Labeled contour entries
________
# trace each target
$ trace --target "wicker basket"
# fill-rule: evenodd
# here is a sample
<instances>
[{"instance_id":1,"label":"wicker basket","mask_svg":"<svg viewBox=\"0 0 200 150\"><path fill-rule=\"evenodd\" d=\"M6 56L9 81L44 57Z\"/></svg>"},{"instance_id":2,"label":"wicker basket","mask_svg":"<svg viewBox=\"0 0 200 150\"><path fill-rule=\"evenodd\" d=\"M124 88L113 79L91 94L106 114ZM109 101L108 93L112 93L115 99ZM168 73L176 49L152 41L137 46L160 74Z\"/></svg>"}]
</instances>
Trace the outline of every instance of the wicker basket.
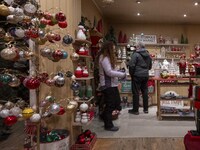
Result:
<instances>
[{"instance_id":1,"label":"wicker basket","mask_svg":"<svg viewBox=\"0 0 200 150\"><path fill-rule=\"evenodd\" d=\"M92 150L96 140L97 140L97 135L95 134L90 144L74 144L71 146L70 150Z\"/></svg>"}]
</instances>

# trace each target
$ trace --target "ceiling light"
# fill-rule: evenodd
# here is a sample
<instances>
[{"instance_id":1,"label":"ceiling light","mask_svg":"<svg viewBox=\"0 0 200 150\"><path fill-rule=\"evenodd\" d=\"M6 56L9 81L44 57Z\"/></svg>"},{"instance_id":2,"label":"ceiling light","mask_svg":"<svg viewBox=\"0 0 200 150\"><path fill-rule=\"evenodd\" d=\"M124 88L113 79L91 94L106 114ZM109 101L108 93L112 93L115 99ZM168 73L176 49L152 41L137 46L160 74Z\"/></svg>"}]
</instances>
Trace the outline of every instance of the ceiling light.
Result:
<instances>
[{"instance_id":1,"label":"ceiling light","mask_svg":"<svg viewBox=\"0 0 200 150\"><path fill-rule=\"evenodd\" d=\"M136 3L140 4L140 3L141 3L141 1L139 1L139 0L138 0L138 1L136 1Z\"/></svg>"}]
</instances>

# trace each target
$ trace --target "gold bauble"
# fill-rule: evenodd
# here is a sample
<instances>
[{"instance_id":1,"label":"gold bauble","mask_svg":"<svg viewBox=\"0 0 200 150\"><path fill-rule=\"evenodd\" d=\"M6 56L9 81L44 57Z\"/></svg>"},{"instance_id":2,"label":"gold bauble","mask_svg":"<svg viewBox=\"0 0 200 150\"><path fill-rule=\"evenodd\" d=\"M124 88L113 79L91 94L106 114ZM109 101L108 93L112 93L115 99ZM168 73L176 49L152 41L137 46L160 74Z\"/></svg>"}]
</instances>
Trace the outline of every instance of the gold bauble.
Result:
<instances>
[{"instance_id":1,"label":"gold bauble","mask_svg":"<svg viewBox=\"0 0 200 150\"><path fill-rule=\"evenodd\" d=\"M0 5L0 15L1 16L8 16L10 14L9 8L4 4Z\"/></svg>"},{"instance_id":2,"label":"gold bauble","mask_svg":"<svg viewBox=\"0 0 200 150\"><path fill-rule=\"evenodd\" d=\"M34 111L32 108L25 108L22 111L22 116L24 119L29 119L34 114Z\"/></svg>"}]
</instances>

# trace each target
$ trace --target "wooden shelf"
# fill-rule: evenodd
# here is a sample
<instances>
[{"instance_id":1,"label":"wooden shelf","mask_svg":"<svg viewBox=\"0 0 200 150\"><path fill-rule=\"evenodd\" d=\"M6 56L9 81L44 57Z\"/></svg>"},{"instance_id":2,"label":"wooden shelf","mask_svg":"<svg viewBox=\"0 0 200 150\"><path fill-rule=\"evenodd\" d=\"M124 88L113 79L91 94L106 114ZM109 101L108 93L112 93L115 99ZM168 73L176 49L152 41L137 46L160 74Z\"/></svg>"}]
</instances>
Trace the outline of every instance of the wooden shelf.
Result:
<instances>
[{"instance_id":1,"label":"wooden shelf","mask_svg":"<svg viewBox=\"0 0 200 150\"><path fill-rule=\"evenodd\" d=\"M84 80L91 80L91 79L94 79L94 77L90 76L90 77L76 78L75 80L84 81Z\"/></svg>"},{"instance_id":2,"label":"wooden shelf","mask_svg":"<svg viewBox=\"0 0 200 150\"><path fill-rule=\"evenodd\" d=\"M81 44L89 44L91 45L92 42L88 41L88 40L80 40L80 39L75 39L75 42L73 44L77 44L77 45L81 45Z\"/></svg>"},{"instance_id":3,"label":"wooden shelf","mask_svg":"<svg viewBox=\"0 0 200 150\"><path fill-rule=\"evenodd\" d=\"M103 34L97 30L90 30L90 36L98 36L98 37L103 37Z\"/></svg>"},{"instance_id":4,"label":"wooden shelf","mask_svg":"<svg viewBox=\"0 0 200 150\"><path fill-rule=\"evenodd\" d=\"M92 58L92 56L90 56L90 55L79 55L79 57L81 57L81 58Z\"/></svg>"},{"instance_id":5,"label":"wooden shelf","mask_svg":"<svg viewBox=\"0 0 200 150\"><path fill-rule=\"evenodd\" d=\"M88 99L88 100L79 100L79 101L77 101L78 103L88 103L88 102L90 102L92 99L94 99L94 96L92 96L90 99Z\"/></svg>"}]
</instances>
________
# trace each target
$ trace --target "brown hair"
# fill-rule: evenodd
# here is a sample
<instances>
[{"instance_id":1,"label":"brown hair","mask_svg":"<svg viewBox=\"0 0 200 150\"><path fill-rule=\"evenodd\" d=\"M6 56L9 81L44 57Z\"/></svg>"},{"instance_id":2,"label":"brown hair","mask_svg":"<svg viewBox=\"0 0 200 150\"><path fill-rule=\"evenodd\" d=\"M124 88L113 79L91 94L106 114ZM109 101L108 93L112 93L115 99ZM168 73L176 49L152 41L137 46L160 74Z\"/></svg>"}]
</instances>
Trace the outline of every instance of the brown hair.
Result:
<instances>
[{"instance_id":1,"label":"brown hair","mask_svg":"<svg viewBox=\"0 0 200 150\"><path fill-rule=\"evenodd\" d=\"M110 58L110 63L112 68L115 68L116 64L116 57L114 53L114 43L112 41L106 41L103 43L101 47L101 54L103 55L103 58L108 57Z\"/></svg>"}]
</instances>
________
Written exercise
Gather every line in the listing above that contains the string "outline" and copy each one in its original order. Matching is case-sensitive.

Written answer
Trace the outline of every instance of the wicker basket.
Trace the outline of every instance of the ceiling light.
Trace the outline of every instance of the gold bauble.
Trace the outline of every instance of the wooden shelf.
Trace the outline of every instance of the brown hair.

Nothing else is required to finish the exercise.